# Exercise instructions:
Can you arrange the data below as a numbered list, starting with the line that contains "inlay and report its bounding box coordinates." and going on through the line that contains "[88,263,99,360]", with both of those lines included and any blank lines left out?

# Extracted data:
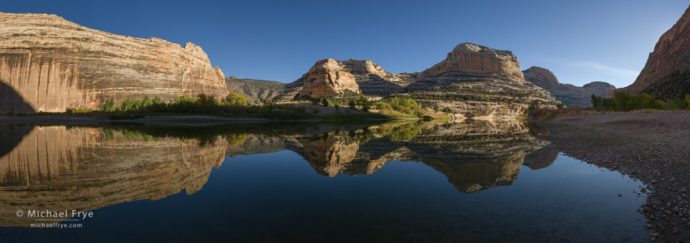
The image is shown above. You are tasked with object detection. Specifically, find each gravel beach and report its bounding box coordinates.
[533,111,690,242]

* * *

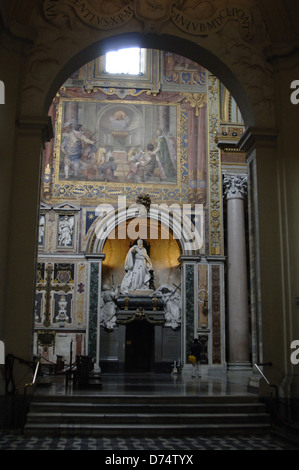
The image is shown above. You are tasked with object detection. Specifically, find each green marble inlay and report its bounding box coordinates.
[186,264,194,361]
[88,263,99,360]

# Solution to this task:
1. The image is shown above. You are tasked with object detection. Specifically, find each green marble inlay and report its bounding box coordinates.
2. [186,264,194,361]
3. [88,263,99,360]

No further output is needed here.